=== The input ===
● ● ● ● ● ● ●

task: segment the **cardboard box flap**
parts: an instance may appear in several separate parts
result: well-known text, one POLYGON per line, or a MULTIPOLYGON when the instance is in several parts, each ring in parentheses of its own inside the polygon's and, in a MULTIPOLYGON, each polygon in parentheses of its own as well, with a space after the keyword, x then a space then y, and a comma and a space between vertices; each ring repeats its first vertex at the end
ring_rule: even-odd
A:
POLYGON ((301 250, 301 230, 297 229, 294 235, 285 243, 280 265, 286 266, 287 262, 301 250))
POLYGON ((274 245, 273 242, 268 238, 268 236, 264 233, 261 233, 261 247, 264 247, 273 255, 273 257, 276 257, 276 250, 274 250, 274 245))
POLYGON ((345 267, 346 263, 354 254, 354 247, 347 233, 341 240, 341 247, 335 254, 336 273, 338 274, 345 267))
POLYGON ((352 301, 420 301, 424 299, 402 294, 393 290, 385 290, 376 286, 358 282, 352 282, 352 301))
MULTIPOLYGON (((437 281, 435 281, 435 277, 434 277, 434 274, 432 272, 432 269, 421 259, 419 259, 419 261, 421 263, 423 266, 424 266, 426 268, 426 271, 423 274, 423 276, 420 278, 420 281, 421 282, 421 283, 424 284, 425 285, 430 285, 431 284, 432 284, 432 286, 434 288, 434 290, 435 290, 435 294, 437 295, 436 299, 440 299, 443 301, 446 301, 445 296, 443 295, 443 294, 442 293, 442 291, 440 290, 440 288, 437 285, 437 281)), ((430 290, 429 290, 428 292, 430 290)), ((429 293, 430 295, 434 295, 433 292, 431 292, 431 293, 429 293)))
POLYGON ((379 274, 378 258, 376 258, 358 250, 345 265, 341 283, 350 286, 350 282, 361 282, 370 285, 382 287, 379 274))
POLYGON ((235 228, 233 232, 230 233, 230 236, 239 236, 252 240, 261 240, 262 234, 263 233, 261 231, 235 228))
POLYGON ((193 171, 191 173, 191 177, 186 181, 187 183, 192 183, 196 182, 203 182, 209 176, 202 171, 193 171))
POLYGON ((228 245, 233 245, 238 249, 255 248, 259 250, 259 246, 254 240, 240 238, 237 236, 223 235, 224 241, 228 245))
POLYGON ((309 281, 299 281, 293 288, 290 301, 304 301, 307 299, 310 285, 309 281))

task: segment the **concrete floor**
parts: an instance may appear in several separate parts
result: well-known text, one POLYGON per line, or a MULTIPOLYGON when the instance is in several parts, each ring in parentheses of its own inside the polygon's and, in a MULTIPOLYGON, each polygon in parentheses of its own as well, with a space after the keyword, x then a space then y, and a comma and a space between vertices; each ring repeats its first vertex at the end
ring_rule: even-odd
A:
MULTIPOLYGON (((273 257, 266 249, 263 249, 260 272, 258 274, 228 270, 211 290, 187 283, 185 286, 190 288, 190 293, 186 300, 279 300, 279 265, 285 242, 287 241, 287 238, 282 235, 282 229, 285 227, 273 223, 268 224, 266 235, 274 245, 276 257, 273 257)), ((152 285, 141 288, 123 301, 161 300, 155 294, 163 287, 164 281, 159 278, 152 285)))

● ● ● ● ● ● ●

=== What the exercise asks ===
Resize the lines starting with the one that contains "task: segment the **concrete floor**" and going on through the end of the items. Write all of those lines out again, multiplying only the coordinates in the answers by 1.1 and rounding to whole numbers with halves going up, and leave every other line and number unchanged.

=== Solution for this problem ===
task: segment the **concrete floor**
parts: an instance may appear in several separate parts
result: well-known text, one POLYGON per line, or a MULTIPOLYGON when the instance is in several parts, each ring in parentheses of its own inside the polygon's and, in a MULTIPOLYGON, each polygon in parentheses of its own as well, with a space after the keyword, x then a space then y, and a comma and a space between vertices; each ring repeats its first vertex at the end
ring_rule: even-odd
A:
MULTIPOLYGON (((300 283, 293 274, 289 274, 286 299, 284 301, 251 297, 232 319, 206 311, 204 315, 209 317, 209 322, 205 330, 307 330, 307 292, 314 266, 316 265, 316 262, 310 259, 310 252, 314 250, 300 245, 295 246, 293 259, 301 270, 304 283, 300 283)), ((167 314, 155 317, 135 331, 177 330, 171 323, 179 316, 180 309, 175 306, 167 314)))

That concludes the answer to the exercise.